**WHAT IS EXPECTED:**
Rewrite every one of the records below, swapping "spot" for "locate" wherever it occurs and leaving everything else unchanged.

Coordinate annotation records
=======

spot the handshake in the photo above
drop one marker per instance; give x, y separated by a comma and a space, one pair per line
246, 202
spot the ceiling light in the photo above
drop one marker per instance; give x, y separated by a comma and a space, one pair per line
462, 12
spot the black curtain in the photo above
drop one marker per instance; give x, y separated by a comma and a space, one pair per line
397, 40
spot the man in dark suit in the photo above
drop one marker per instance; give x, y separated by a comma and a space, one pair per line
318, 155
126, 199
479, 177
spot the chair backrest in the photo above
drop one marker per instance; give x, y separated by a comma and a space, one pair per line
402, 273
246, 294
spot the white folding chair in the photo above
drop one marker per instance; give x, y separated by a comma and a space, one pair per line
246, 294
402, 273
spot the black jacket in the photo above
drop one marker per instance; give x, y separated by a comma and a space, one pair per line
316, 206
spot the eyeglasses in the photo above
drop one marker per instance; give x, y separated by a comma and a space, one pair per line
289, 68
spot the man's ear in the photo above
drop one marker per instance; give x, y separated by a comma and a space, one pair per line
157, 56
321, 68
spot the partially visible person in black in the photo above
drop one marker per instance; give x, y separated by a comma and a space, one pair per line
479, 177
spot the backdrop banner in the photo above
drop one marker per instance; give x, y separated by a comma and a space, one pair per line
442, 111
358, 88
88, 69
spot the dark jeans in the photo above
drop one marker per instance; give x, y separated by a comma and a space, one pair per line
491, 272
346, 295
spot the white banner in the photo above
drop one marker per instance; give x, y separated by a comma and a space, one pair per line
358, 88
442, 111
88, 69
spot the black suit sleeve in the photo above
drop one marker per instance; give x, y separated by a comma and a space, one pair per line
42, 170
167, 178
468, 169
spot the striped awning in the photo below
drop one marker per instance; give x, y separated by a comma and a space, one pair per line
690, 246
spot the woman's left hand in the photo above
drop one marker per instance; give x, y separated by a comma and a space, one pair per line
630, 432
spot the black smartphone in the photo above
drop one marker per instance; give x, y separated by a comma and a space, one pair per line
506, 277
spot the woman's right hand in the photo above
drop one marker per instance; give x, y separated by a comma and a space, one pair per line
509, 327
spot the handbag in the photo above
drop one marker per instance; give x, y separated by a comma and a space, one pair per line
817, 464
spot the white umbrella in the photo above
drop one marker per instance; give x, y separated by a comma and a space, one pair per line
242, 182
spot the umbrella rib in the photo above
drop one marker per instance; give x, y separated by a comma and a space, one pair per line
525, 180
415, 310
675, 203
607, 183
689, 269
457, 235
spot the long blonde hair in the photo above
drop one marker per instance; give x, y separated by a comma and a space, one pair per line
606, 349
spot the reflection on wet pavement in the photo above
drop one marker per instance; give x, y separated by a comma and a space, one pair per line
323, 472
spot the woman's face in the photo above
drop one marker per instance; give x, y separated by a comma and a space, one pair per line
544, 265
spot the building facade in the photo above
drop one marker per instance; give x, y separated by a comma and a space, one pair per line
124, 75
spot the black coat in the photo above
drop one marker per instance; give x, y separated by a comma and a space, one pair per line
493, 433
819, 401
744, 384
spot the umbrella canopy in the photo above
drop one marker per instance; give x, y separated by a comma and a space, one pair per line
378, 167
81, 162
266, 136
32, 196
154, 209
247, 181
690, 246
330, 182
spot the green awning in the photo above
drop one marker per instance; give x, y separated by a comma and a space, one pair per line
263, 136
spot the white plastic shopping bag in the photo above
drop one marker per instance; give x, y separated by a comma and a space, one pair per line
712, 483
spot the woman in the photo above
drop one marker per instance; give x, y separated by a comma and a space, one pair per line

=======

**TASK RESULT:**
locate the handshake in the photo above
drop one marker per instance; give x, y separated by a comma and a space, one pair per line
246, 202
locate the ceiling light in the photo above
drop one marker per instance; give x, y separated by a comma and a space, one pair per line
462, 12
locate the black curtain in the photo above
drop one marker per instance; give x, y separated by a comma and a space, one pair per line
397, 40
locate the man in dark suit in the photo above
drop one marker per instance; give x, y separated by a comma and a space, one pair per line
318, 155
126, 199
479, 177
locate the chair backrest in the photo above
drop one marker per instance; give x, y separated by a comma and a space, one pair per line
402, 273
246, 294
locate the white folding chair in the photo above
drop one marker per instance; give x, y separated by a comma and a space, one pair per line
246, 294
402, 273
locate the black jacket in the photo above
drop one marker per instance; give x, y separated by a comma and a space, one pair per line
316, 206
locate the eyeglasses in the photo above
drop one marker per instance; give x, y separated by a comma and a space, one pair per line
289, 68
locate the man's ear in the photo above
drop one marker per instance; give x, y separated by a comma and a space, one pair per line
157, 56
321, 68
locate the partially visible person in black in the photo above
drop one marker per instance; give x, y separated by a comma and a space, one pair per line
479, 177
locate the backdrop banner in the photo above
drop one marker per instance; give x, y separated by a comma and a space, one pair per line
442, 111
358, 88
88, 69
locate the dark jeans in the photo above
drop one marker per instance; give x, y separated by a comma and a space, one pair per line
491, 272
346, 295
locate the white banner in the photo above
drop one marker per instance; give x, y separated by a comma and a space, one pair per line
358, 88
442, 111
88, 69
locate the black suit sleeve in the photo above
drop one marker per instance; give x, y separated by a comma and a space, one pair per line
42, 170
167, 178
468, 169
locate the striped awning in the photo below
drop one marker per instance; give x, y separated by a comma and a space, one pair per line
690, 246
locate the woman's left hand in the photo above
drop one marker per instance; give x, y separated by a comma and a space, one pair per line
630, 432
locate the black smartphone in the photo above
drop one marker per instance; give x, y separated by a comma and a space, one pair per line
506, 277
locate the woman's right hand in the photo above
drop one marker per instance; give x, y separated by a comma and a space, one pair per line
509, 327
locate the handbag in the photo above
drop one marker per instance; give x, y separated by a comma and a space, one pair per line
817, 464
locate the white umbrella in the photo above
drop one marker per instance; give x, y separated by a comma and a space, one pair per line
242, 182
locate the umbrella rib in the photo above
drop one marker per instance; give x, y separated by a comma and a space, one pair per line
525, 180
415, 310
675, 203
607, 183
689, 269
457, 235
locate the long blonde hair in the photo above
drop one marker per instance; give x, y separated by a comma and a space, one pair per line
606, 349
locate the reflection on wet pavement in the photo above
drop one marker per instance; give x, y separated by a comma and a space, one pair per line
323, 472
locate the woman's face in the photo above
drop one marker per instance; give x, y separated by a comma and a space, one pair per line
544, 265
locate the building facade in the photo above
drop one marker per instance; give x, y separated by a comma and a space, one pair per line
124, 75
locate the black coat in the photo above
drop one marker per instance; give x, y separated by a comma and a space, one pair per line
493, 433
819, 401
744, 384
locate the umbrella canopy in the photo above
drop one marker per instance; give x, y separated by a comma and a space, one pair per line
378, 167
81, 162
266, 136
32, 196
154, 209
247, 181
690, 246
330, 182
locate the green awning in the photo above
drop one marker per instance; give x, y separated by a comma and a space, one pair per line
263, 136
locate the white plastic shopping bag in the photo above
drop one marker per instance; give x, y separated by a comma and a space, one pair per line
712, 483
locate the woman in the photo above
drop one marker per instance; give x, y separated by a comma and a space, one pair per line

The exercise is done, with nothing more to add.